GIVEN INSTRUCTION. From the first line of the listing through the line containing "[307, 97, 344, 116]", put each line into a JSON array of strings, one string per line. Leave out any blank lines.

* begin DATA TO PROCESS *

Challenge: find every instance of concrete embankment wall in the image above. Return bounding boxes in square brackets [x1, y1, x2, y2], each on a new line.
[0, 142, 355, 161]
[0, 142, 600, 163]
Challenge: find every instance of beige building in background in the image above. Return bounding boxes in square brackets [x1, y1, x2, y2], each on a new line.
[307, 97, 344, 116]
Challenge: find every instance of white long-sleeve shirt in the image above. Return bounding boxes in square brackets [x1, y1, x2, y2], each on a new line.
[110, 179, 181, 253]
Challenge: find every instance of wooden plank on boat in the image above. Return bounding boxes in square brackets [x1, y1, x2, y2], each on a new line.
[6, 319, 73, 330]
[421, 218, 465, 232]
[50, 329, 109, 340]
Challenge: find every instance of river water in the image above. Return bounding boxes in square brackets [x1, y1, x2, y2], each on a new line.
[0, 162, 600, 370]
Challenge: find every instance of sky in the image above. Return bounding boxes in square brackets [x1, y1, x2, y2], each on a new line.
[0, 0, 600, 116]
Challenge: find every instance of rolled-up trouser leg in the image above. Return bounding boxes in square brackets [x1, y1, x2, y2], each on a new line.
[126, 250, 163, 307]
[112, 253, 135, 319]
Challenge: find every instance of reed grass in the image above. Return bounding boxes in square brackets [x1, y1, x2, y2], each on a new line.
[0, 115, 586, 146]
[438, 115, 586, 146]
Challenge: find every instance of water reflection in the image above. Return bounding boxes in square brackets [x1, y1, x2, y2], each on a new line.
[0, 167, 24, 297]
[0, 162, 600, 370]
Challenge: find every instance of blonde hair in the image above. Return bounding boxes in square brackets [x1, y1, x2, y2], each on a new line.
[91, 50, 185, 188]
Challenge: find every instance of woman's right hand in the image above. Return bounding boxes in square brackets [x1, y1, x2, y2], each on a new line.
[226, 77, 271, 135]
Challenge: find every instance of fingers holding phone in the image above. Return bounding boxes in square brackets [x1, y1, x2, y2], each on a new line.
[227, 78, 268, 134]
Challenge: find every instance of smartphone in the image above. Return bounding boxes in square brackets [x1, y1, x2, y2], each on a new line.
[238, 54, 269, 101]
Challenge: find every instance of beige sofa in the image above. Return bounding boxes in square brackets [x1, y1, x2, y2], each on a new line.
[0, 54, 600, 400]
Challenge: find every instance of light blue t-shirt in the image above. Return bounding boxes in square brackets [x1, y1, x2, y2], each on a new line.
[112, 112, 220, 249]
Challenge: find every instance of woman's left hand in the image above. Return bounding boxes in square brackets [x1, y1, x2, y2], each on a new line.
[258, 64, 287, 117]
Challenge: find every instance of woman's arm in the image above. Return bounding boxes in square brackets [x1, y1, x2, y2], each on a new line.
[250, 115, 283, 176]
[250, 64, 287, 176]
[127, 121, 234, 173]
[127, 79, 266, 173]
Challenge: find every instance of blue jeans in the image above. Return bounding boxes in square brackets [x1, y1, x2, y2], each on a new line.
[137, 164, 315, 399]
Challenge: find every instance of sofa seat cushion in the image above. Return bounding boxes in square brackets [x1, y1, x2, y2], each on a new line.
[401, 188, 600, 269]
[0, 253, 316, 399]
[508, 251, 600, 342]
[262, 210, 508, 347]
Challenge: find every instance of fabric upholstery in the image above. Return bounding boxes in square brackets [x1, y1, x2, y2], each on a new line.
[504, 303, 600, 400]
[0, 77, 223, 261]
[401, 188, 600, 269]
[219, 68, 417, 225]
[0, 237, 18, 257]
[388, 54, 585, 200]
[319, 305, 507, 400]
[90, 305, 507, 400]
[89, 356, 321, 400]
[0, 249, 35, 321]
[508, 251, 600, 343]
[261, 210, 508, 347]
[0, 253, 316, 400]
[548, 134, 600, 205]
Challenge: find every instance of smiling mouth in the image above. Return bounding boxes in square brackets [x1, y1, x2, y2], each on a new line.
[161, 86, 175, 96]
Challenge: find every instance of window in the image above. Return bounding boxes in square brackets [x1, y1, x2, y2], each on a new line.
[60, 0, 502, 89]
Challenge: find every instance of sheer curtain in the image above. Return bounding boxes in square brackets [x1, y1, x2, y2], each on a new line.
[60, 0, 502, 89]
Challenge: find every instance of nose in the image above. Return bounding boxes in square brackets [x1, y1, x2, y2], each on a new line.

* end DATA TO PROCESS *

OUTPUT FOR THIS TASK.
[
  "Challenge: find every instance of concrete embankment wall in the image above. Return bounding boxes in square brackets [x1, y1, x2, y2], each on a new line.",
  "[0, 142, 355, 161]",
  "[0, 142, 600, 163]",
  "Challenge: find every instance of beige building in background in the image above. Return bounding boxes in square brackets [x1, y1, x2, y2], each on a new line.",
  "[307, 97, 344, 116]"
]